[DOCUMENT PASSAGE]
Baltimore’s
National Great Blacks In Wax Museum offers an unusual take on African-American
movers, shakers and history makers.
There are many subjects over which people wax poetic, proclaiming
their historical value. But there are few subjects so painstakingly
captured in wax as African-American history has been at the National
Great Blacks In Wax Museum.
A singular establishment located in East Baltimore, MD, The National
Great Blacks In Wax Museum presents a breadth of great African-American
leaders and role models in a manner that demands attention, stares
visitors in the face. And though the wax figures may have glass eyes,
they offer a piercing insight into the tensions and the tenacity that
have shaped the African-American experience.
Baltimore has a deeply engrained African-American history. Long home
to the headquarters of the National Association for the Advancement
of Colored People (NAACP) and now also the site of the recently opened
Reginald F Lewis Museum of Maryland African-American History and Culture,
Baltimore and its exhibits embody both inner-city struggle and inner
strength, involuntary labors and labors of love. So it’s appropriate
that the first figure that greets visitors to The National Great Blacks
In Wax Museum is WEB DuBois, pivotal civil rights advocate and NAACP
founder.
Right across the small, movie-theater-like lobby of The National Great
Blacks In Wax Museum is Hannibal rearing triumphantly on the back
of an elephant. This magnificent spectacle reflects the scope of the
museum’s displays. They are on a scale so encompassing that
the museum—founded in 1983 by Drs. Elmer and Joanne Martin—was
forced to move from its original downtown location in 1988 to accommodate
greater visitor numbers. The Museum’s current facility spans
the 1600 block of East North Avenue.
Now comprising 30,000 square feet of exhibits and offices within a
renovated firehouse, Victorian mansion and adjoining apartment dwellings,
The National Great Blacks In Wax Museum has progressed a long way
from its humble beginnings.
In 1980 the Martins used the money they had saved for a house down
payment to purchase four wax figures which they carried to schools,
churches and shopping malls, and which they still exhibit in locations
outside the museum to celebrate historical occurrences. Now there
are plans for more multimedia and special events facility expansions
in the coming years.

[INSTRUCTION]
Please continue the article about Baltimore's National Great Blacks In Wax Museum, picking up right after its final sentence.

Saved entries:
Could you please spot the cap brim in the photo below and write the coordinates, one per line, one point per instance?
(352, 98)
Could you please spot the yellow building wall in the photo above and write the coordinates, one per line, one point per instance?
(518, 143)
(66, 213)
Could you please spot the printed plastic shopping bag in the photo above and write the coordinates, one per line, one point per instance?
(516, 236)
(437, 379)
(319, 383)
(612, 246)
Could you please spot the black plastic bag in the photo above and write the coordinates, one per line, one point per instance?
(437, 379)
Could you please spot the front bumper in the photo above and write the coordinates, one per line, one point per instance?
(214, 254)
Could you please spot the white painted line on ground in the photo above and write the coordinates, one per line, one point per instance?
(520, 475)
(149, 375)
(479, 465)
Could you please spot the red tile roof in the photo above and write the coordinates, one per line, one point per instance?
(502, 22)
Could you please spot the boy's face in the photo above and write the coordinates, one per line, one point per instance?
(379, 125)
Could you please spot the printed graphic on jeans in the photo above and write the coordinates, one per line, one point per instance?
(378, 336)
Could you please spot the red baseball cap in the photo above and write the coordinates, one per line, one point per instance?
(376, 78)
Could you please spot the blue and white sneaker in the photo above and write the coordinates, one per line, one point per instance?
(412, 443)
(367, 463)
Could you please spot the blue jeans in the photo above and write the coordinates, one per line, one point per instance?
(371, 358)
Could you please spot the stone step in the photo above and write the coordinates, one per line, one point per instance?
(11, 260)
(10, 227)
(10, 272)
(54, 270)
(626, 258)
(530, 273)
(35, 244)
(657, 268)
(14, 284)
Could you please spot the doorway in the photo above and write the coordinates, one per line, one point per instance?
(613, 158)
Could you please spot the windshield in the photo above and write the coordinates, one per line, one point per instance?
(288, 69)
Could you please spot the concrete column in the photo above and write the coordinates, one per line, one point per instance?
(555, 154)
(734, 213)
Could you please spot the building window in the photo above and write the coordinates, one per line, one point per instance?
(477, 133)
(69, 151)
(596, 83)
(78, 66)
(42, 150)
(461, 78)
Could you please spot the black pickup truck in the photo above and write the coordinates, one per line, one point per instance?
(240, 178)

[REPLY]
Aiming to offer education and commemoration, The National Great Blacks
In Wax Museum presents testaments to Black accomplishments chronologically
from Africa to the antebellum period, reconstruction to the Harlem
Renaissance, and through the Civil Rights era to today. A guided tour
brings to life African-American history, with museum narration as
well as historical reenactments and readings. While the earliest figures
in the museum are cast in beeswax with synthetic vinyl casing, and
are therefore less lifelike, they illustrate such harrowing situations
that they are no less effective than later models.
While there are cursory exhibits intended to debunk Hollywood’s
portrayal of ancient Africa as anything but humane and enlightened,
a slave ship replica stands first and foremost in the Museum. You
marvel at the gall of naming ships Liberty, Faith, Charity and Justice
when they were used to transport human cargo. Figures are shown in
the fetid hold of the ship, their bodies crushed but not their spirits.
Dioramas of constrictive Underground Railroad safe houses, surreptitious
“invisible churches” and the trial of Dred Scott reinforce
the theme that the body will endure terrible hardship to preserve
the spirit. No side, reprehensible or honorable, is without its extremes,
however. The nigh-fanatical visage of John Brown, “God’s
angriest white man,” illustrates the righteous anger of the
most militant of abolitionists.
Also recorded in wax are all the noble ways African-Americans have
participated in the building of the country—from soldiers in
the Civil War to members of the Freemasons. Benjamin Banneker, handpicked
and appointed by George Washington to survey what would become Washington,
DC, is depicted. From the Western frontier to polar exploration to
the space race, African-Americans are highlighted for their contributions.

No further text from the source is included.